> _GOAL OF THE EXERCISE_
In the items below, reproduce word for word every line from the line with "the blue bus." to the line with "[[517, 128, 816, 382]]", including both of those lines.
====== GIVEN DATA ======
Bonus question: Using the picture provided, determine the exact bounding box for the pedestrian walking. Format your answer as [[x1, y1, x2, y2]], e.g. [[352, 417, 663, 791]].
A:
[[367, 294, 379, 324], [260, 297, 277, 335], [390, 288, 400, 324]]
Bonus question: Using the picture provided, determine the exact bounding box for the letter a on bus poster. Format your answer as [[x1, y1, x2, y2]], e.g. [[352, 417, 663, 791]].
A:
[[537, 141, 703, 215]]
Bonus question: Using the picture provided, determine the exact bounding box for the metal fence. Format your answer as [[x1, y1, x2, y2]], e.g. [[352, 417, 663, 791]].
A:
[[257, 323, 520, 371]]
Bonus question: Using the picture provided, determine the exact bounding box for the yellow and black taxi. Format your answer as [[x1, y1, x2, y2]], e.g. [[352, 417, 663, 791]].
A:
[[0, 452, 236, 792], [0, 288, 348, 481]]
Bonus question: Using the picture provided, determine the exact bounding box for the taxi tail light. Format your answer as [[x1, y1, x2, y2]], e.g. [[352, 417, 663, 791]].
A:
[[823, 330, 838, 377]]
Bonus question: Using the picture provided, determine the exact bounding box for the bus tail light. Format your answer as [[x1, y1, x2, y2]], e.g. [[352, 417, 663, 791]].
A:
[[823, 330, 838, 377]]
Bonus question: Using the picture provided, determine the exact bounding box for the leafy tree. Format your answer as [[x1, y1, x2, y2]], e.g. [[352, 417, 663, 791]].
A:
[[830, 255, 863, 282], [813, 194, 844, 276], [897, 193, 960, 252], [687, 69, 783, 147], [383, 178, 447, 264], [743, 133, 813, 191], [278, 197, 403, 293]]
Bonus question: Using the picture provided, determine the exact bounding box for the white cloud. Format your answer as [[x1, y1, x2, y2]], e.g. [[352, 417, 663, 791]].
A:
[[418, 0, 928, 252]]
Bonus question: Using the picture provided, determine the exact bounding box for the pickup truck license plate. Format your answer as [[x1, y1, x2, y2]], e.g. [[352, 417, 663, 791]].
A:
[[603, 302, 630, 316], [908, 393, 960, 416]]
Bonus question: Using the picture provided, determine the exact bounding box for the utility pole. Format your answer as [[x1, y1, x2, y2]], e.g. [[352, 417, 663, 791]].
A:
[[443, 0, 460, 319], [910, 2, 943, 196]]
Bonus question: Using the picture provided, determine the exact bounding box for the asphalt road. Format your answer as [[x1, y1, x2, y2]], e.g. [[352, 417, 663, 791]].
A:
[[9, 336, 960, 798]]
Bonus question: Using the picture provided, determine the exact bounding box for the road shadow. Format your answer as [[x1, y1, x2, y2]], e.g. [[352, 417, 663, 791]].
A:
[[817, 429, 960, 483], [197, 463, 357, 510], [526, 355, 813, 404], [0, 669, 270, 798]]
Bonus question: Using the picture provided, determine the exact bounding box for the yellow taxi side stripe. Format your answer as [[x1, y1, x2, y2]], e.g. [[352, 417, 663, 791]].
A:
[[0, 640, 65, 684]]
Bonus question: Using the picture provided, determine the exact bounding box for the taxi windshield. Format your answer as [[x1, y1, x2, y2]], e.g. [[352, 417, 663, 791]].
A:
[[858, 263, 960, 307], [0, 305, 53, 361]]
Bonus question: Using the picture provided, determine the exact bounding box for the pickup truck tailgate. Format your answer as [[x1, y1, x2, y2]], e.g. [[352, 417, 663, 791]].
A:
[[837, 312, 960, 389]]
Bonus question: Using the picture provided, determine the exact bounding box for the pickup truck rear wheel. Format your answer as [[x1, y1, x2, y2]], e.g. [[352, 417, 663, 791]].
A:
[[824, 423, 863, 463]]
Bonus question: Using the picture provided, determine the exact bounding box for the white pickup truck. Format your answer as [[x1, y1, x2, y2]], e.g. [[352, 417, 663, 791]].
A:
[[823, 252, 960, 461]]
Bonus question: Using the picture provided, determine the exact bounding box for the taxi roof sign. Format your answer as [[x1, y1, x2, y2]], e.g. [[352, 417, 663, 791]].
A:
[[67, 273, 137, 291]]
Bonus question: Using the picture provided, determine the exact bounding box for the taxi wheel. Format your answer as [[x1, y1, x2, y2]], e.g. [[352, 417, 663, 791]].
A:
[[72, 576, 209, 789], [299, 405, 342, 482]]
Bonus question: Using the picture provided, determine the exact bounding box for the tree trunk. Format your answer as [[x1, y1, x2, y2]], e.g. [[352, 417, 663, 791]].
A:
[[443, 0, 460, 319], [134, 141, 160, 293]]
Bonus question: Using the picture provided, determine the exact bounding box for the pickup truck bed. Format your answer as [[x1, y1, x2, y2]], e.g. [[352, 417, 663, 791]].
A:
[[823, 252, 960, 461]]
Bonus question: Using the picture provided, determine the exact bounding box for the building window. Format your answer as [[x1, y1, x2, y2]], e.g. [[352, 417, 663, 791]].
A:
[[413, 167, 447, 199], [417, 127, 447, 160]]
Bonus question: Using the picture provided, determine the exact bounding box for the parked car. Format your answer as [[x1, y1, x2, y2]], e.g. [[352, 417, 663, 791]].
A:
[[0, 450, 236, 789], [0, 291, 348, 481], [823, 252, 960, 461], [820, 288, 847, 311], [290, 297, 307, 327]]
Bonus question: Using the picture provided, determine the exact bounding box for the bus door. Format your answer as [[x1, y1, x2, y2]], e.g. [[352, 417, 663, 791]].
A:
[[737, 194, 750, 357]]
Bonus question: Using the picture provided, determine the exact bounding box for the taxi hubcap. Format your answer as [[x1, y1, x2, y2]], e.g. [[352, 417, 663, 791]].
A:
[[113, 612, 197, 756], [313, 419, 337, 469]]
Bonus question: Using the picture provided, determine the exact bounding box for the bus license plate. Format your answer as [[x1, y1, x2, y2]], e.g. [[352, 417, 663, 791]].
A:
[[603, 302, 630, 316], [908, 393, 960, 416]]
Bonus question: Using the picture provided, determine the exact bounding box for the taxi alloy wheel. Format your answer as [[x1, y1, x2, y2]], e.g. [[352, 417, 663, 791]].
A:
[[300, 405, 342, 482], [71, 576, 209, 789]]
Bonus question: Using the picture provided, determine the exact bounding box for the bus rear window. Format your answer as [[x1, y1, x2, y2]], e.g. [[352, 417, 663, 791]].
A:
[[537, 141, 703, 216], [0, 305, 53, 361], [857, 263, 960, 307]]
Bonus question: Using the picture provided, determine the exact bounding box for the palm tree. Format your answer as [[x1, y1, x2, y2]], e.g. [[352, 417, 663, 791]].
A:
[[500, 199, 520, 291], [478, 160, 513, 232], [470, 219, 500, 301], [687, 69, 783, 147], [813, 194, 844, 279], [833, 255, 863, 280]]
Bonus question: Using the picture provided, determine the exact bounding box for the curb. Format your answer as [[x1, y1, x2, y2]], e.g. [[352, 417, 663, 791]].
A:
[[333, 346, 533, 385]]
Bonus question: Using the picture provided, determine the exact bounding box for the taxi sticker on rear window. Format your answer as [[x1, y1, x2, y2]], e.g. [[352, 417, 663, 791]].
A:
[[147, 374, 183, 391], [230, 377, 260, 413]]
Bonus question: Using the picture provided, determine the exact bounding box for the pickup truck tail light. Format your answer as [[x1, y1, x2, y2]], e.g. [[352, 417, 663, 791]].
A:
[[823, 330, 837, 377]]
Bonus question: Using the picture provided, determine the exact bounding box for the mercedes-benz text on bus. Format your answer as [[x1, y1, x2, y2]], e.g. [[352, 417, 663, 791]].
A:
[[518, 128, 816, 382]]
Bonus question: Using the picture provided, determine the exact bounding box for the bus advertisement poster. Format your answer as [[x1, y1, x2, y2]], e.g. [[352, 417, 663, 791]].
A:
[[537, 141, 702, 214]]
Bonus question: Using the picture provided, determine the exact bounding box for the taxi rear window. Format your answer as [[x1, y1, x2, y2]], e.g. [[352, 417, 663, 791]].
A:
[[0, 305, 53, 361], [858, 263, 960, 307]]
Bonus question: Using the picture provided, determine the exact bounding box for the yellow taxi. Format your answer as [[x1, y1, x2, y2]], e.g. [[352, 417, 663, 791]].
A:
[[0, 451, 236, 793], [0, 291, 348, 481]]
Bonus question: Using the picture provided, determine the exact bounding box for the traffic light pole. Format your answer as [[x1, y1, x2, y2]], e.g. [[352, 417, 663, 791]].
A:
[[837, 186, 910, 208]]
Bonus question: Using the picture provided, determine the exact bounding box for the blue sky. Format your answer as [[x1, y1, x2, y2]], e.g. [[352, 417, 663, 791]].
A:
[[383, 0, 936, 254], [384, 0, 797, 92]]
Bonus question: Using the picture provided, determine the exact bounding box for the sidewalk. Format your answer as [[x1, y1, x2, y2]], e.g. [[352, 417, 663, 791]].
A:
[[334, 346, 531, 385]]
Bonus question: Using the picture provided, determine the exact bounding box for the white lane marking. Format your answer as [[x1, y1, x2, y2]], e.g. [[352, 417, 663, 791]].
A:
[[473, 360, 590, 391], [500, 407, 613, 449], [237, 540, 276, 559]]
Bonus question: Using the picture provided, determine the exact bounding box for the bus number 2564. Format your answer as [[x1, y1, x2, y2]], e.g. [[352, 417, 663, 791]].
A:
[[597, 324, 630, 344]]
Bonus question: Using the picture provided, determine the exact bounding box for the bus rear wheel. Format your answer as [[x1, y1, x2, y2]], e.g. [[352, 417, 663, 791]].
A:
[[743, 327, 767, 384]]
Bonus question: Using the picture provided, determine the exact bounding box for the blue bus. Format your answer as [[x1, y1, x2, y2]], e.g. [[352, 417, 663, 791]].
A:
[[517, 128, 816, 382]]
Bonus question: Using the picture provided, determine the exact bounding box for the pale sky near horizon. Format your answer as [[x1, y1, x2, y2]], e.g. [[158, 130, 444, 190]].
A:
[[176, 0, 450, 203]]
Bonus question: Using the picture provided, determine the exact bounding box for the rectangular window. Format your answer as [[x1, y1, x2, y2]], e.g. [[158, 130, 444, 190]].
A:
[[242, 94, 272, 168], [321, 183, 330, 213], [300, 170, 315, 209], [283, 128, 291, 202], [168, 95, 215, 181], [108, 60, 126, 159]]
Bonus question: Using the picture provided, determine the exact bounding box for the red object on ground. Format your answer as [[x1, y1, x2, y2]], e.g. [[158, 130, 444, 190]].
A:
======
> _THE SOLUTION_
Bonus question: Using the picture provided, determine the exact bounding box for the blue bus. Format your answer as [[x1, y1, x2, y2]], e.g. [[352, 417, 663, 791]].
A:
[[517, 128, 816, 382]]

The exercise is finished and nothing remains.